[Point labeling examples]

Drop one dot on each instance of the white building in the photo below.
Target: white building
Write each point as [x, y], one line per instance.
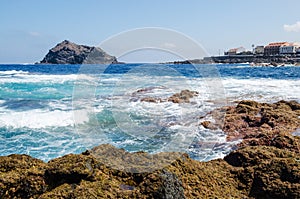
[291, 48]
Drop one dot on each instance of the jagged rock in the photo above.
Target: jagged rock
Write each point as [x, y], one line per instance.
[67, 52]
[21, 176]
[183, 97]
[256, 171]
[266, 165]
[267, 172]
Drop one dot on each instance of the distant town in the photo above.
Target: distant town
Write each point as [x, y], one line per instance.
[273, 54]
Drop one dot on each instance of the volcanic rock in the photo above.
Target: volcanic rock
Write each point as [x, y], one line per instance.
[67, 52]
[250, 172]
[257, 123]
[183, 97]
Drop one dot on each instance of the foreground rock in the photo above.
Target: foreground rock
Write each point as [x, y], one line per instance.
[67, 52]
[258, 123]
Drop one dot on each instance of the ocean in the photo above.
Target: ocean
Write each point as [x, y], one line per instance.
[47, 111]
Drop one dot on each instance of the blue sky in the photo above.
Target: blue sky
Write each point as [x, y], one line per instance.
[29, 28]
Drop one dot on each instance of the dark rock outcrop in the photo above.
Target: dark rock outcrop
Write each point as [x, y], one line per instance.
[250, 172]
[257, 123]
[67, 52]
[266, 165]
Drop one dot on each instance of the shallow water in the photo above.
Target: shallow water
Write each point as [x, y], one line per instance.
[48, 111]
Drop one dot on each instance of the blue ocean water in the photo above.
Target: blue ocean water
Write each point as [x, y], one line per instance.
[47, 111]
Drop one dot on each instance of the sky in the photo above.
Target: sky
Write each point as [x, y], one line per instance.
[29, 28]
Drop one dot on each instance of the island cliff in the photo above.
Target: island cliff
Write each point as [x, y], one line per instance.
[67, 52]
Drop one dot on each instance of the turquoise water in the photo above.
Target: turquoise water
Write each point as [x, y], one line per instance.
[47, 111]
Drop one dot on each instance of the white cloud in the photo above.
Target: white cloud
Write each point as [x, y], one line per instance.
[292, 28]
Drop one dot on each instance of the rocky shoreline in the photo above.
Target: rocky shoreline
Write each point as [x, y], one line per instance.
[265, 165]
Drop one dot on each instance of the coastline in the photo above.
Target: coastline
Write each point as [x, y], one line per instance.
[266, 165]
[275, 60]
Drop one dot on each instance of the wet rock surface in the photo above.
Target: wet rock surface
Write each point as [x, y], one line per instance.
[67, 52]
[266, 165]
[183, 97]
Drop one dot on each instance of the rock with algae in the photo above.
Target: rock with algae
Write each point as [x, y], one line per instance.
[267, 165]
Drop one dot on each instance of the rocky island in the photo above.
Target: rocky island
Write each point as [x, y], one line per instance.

**EXERCISE TASK:** Write out every line of the entries above word for word, from the first to the last, leaving out the pictures.

**ANSWER:**
Drop one dot on each instance of the white building in the photo below.
Target: white building
Write each point as [x, y], one line per instance.
[291, 48]
Drop one dot on each instance of the jagged rock in the photo above.
Target: jagged rock
Write each point as [x, y], one line per instance.
[67, 52]
[21, 176]
[183, 97]
[256, 171]
[266, 165]
[267, 172]
Drop one dot on each instance of the distant town in the photo above.
Target: distant town
Write each point as [x, y], one line per instance.
[273, 54]
Drop one dot on each instance of the volcanic rock in the photo above.
Target: volcanic rock
Write each point as [x, y], one line per instance.
[67, 52]
[250, 172]
[257, 123]
[183, 97]
Drop one dot on each instance of the foreground rock in the photo above.
Target: foreground rock
Write each point as [x, y], one line per instance.
[67, 52]
[258, 123]
Drop one dot on each instance of the ocean in the photo above.
Target: ocean
Write each point as [x, y], one line per instance.
[47, 111]
Drop one dot on each instance of the blue sky in the photo above.
Target: blue sky
Write each point as [x, y], one line per instance.
[29, 28]
Drop one dot on each instance of the dark rock outcrop in the photo above.
Target: dark rock outcrop
Write each point as [x, y], one line per instance.
[250, 172]
[257, 123]
[67, 52]
[266, 165]
Drop one dot on each instance of the shallow water in the photo above.
Target: shallow water
Write each point as [x, y], one line per instance.
[48, 111]
Drop one dot on each instance of the blue ocean water in the photo above.
Target: blue ocean water
Write each point as [x, y], one line per instance.
[47, 111]
Drop one dot on each instance of the sky in the photo above.
Target: sky
Write each point as [x, y], one line per instance.
[29, 28]
Drop one dot on each instance of the island cliff in the photo above.
Target: island cliff
Write each point as [x, y], one line per instance.
[67, 52]
Drop one dot on each instance of the turquoise water in the photo above.
Target: turquoise water
Write each point as [x, y], one line per instance.
[47, 111]
Drop one dot on each instance of the white cloud in the photo above.
Target: white cloud
Write each point as [x, y], one line per instance.
[292, 28]
Drop one dot on each instance of the rocky shoreline in the photo above.
Target: rocky shoreline
Write each point as [x, y], one line per instance.
[265, 165]
Drop one dot on each instance of the coastline in the photo above.
Target: coastline
Write each point as [x, y], one line per instance.
[266, 165]
[275, 60]
Drop one dot on each instance of the wet rock surface in the photo above.
Target: wet rock surface
Write each point as [x, y], one line per instance.
[67, 52]
[266, 165]
[183, 97]
Drop one dot on each instance of the rock with algae in the photo above.
Target: rock with algae
Write each point as [x, y], one line per instance.
[267, 165]
Drop one dot on each instance of the rocky island in the photo above.
Target: rocky island
Write each point as [x, y], one line per instance.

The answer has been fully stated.